## SOURCE DATA
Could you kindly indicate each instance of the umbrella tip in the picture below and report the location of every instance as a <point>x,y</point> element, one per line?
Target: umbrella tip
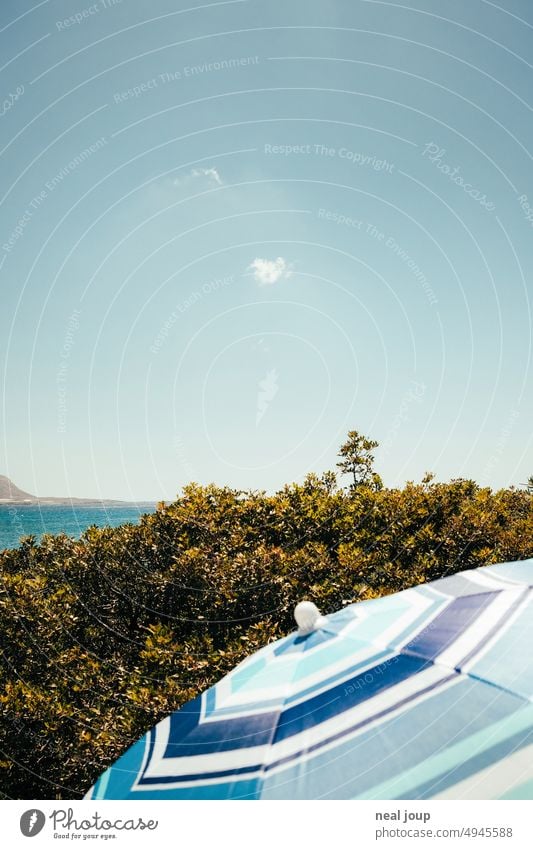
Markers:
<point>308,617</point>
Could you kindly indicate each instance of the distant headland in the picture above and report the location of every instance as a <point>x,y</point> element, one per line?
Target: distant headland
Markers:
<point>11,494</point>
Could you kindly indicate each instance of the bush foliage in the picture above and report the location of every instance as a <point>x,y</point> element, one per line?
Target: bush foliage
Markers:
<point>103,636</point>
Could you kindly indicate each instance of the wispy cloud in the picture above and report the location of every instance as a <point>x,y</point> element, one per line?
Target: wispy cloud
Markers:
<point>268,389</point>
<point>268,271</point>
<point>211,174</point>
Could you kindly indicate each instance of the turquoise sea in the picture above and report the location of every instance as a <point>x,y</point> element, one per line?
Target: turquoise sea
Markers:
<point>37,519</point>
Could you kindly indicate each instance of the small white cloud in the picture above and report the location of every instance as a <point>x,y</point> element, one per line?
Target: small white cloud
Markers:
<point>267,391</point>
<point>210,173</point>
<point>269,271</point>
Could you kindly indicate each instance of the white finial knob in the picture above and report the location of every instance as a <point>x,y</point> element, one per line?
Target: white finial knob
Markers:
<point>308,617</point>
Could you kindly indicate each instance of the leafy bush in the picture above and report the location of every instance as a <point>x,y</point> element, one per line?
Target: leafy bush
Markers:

* * *

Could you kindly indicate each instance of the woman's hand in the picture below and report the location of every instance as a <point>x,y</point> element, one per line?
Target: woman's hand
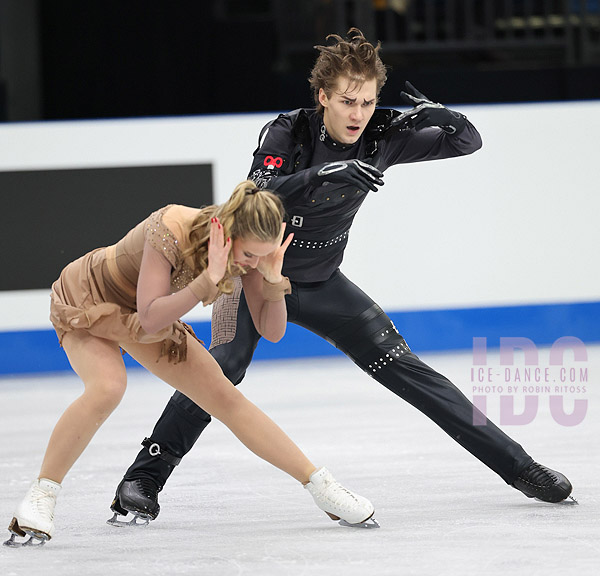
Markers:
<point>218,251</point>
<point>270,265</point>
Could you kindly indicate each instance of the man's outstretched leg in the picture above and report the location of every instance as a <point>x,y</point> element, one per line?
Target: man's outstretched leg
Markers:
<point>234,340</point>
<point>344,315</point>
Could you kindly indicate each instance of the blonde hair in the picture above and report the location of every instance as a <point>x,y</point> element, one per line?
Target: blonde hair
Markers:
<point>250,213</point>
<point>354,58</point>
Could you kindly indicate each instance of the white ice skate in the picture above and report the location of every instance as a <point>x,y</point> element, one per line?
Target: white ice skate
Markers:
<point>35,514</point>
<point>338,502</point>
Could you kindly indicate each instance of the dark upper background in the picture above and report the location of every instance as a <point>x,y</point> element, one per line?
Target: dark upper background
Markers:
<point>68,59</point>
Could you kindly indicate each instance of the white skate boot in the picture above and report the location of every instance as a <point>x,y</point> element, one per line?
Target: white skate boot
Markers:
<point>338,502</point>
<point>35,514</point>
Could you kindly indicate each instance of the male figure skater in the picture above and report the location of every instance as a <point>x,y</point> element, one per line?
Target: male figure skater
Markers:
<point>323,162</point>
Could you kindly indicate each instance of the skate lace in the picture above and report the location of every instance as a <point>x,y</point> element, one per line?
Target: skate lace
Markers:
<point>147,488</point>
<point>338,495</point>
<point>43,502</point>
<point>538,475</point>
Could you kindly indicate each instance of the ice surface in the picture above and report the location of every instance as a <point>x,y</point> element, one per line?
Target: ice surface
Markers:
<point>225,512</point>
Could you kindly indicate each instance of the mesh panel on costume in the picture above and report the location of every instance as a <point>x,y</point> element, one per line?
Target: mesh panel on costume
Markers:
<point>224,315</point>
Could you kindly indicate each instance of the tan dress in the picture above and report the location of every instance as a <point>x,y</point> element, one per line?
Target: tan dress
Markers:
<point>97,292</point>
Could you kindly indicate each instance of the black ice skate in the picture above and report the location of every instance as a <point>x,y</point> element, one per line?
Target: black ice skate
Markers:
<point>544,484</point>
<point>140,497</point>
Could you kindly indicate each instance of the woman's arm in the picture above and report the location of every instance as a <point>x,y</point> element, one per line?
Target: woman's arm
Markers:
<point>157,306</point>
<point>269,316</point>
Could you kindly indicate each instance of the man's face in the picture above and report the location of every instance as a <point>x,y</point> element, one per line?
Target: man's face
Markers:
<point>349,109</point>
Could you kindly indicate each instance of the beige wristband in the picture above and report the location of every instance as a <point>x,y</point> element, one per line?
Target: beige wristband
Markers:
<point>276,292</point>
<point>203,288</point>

* * *

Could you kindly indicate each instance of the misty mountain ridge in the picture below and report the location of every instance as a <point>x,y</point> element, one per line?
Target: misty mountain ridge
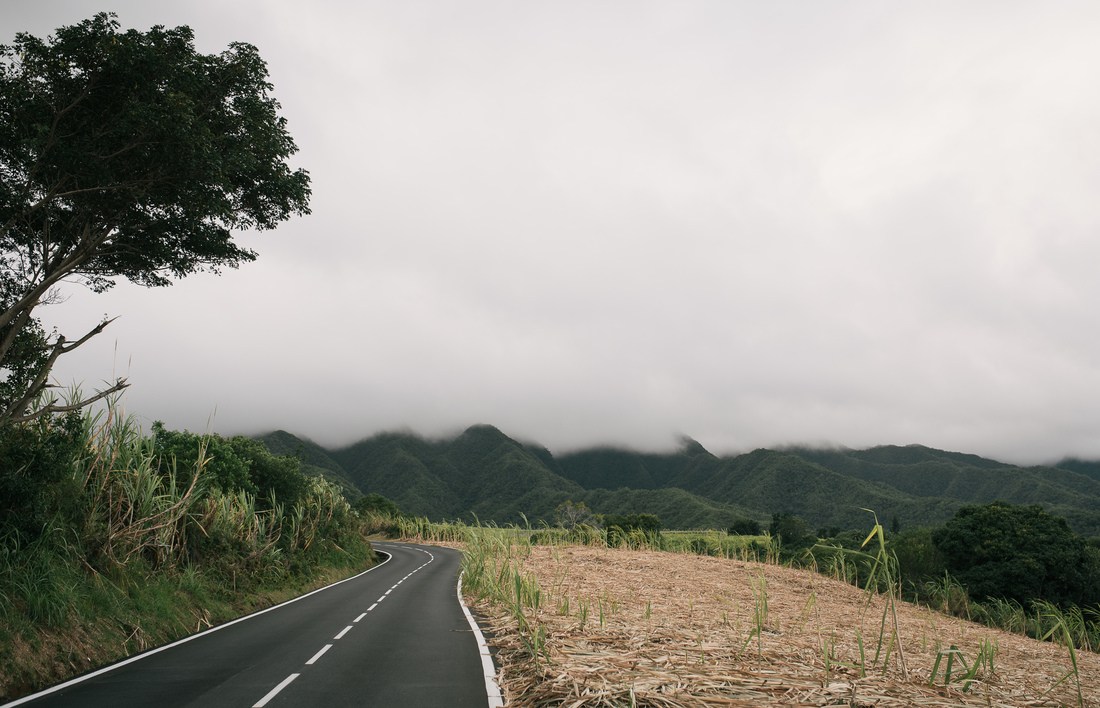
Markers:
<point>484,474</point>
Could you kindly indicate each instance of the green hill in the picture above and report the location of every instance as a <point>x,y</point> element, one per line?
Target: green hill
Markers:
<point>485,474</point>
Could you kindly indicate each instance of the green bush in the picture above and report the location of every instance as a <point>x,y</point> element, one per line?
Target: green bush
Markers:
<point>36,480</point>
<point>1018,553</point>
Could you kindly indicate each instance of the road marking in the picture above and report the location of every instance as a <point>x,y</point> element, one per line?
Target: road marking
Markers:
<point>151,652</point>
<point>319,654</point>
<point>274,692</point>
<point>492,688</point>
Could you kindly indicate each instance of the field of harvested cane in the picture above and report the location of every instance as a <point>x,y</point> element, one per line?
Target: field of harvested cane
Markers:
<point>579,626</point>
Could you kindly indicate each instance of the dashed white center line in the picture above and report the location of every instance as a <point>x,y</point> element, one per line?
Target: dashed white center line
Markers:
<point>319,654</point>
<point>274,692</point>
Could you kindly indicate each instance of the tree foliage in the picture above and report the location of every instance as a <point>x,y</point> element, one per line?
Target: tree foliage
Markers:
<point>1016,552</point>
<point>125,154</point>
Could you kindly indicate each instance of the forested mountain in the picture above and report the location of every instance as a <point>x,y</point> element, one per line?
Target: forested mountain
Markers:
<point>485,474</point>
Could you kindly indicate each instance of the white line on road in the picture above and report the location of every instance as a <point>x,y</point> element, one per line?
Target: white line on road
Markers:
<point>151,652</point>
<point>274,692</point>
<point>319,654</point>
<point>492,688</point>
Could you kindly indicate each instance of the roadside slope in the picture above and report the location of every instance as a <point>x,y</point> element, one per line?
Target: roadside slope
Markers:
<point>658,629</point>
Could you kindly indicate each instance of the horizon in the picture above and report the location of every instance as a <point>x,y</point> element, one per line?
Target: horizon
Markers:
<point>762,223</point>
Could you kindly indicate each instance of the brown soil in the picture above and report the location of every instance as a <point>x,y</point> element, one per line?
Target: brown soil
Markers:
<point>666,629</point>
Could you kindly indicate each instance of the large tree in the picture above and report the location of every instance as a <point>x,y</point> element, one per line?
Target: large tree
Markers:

## WHAT IS REQUIRED
Return the items starting with the line that contains "Could you kindly indicate each instance of the distant" and going on through the line that contains "<point>11,494</point>", copied character for character.

## FULL RESPONSE
Could you kindly indicate each instance of the distant headland in the picture above and report the location of every instance as a <point>x,y</point> element, one per line?
Target: distant headland
Markers:
<point>11,494</point>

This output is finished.